- _Exercise data_
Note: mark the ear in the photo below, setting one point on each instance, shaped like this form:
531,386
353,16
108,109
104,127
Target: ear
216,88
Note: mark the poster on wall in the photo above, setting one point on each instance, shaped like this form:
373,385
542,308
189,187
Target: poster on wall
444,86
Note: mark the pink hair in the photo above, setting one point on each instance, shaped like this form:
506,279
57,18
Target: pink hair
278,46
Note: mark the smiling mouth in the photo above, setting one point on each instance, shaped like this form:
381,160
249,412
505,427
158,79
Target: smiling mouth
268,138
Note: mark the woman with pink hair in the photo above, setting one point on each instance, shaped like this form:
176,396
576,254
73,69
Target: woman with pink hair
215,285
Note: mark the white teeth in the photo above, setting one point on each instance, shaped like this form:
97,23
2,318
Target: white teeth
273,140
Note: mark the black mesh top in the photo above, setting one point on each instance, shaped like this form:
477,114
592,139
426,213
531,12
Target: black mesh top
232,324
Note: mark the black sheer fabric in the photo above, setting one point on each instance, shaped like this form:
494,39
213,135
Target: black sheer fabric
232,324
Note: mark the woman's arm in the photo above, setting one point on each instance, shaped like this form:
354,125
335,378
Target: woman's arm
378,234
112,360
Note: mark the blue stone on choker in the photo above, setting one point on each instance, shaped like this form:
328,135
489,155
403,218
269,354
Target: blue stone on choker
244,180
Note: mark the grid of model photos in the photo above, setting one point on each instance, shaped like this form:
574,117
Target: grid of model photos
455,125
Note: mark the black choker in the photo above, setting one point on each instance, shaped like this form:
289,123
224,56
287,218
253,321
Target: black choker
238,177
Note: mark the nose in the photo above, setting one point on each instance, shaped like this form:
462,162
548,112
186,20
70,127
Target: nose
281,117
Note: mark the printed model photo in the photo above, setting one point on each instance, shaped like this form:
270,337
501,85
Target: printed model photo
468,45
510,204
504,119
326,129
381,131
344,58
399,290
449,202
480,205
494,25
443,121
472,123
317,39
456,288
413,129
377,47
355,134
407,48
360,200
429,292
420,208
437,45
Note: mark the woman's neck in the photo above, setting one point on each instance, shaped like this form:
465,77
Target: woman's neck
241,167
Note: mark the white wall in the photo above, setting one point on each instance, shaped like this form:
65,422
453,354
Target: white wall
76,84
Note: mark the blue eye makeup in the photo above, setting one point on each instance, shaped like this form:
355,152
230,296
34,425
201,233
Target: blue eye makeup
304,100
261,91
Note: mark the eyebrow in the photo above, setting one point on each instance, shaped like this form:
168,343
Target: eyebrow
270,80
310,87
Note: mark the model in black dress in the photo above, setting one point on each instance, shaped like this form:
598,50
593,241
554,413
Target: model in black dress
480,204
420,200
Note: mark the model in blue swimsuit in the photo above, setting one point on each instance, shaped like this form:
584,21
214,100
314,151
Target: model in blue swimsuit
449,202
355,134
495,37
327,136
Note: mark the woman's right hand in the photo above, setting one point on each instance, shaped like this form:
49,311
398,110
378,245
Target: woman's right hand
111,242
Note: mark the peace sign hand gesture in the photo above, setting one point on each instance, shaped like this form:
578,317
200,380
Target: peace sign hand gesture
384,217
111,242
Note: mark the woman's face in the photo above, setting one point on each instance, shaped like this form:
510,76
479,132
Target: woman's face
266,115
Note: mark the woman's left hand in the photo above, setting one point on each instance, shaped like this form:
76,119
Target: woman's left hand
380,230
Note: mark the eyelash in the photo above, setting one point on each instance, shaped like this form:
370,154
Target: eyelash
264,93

- _Aim of the exercise_
What you output should match every line above exactly.

- _Output for this task_
Note: mark the ear in the photo below, setting one point on each instance, shaped like this form:
531,386
353,16
108,109
104,127
Target: ear
216,88
Note: mark the poster on wall in the photo above, setting one point on each instance, shaped like this form:
373,385
542,308
189,187
Target: poster on wall
444,86
Note: mark the pink hair in the photo above, setting one point on each instance, shaped like this form:
506,279
57,18
Target: pink hair
278,46
Note: mark the smiling mouth in the photo above, setting one point on each instance, shaped like this form:
381,160
249,412
505,427
158,79
Target: smiling mouth
268,138
Note: mark the woman with pink hair in the photo above, setting one point on each instance, shaped like this form:
176,396
576,254
73,69
Target: woman with pink hair
215,285
Note: mark the white teeth in the photo above, setting one point on each instance, shaped like this form:
97,23
2,318
Target: white teeth
273,140
Note: mark the black mesh top in the photo above, setting one point on each instance, shaped like this form:
477,114
592,139
426,213
531,12
Target: black mesh top
232,324
Note: mark the black sheer fabric in the photo above, setting one point on each instance, shaped like this form:
494,39
213,135
Target: black sheer fabric
232,324
Note: mark the woman's arm in the photo above, setting one point on each instance, shaped like this form:
354,125
335,378
Target: woman's arm
378,234
112,360
Note: mark the blue stone on choker in the photo above, setting one point on each instance, shaped like this form:
328,135
489,155
403,218
269,354
Target: blue stone on choker
244,180
Note: mark the grid of model photos in the photo above, setting one point on each instance, shaped like this form:
574,117
Target: grid of model photos
455,125
Note: mark the black choker in the photo above, setting one point on each instance, shaped like this form:
289,123
224,56
287,218
253,321
Target: black choker
238,177
Note: mark the nose in the photo above, setting one point on each instance, shaped like this form:
462,162
548,112
186,20
70,127
Target: nose
281,117
Note: mark the printed model photo in the photo above, setting one point on each instance, shaped like this form:
270,337
501,85
Target: printed model photo
468,45
510,204
504,119
326,129
381,131
344,58
399,290
449,202
480,205
494,25
443,121
472,123
317,39
456,288
413,129
377,47
355,134
407,48
360,200
429,292
420,208
437,45
Note: mark the woman's neck in the photo above, setting one point on each instance, shaped like this form:
465,77
Target: woman's neck
241,167
Note: mark the white wall in the photo above, setting one point on each instance, shaped like this form:
65,422
453,354
Target: white wall
76,84
Note: mark the blue eye makeup in the photo above, setting one point on each instance, shaped like this form:
355,152
230,296
34,425
201,233
Target: blue eye makeup
304,100
261,91
Note: mark the eyebrow in the photo above, setting one point on each instance, shaped like this form:
168,343
Target: eyebrow
270,80
310,87
Note: mark the model in black dress in the photo above, setting one point on each instance, shaped like this form:
598,50
593,241
554,413
Target: model in black dress
480,204
420,200
Note: mark the model in blue swimsuit in the photo above, setting one point on each instance, shaped like this form:
584,21
214,100
314,151
Target: model in blue swimsuit
449,202
355,134
495,37
327,136
Note: mark the woman's right hand in the photo above, setting one point on each instance, shaped like this form:
49,311
398,110
378,245
Target: woman's right hand
111,242
Note: mark the peace sign hand gesture in the photo above, setting one point on each instance, shaped like this form:
578,317
200,380
Target: peace sign hand gesture
384,217
111,242
Note: mark the woman's face in the photo above, setting one point on each instance, shaped like this form:
510,76
479,132
Target: woman's face
266,115
Note: mark the woman's left hand in the photo above, setting one point on each instance, shaped like this form:
76,119
Target: woman's left hand
380,230
Note: mark the eyelash in the photo above, setting one point on each instance, shaped like this form:
370,154
Target: eyelash
264,93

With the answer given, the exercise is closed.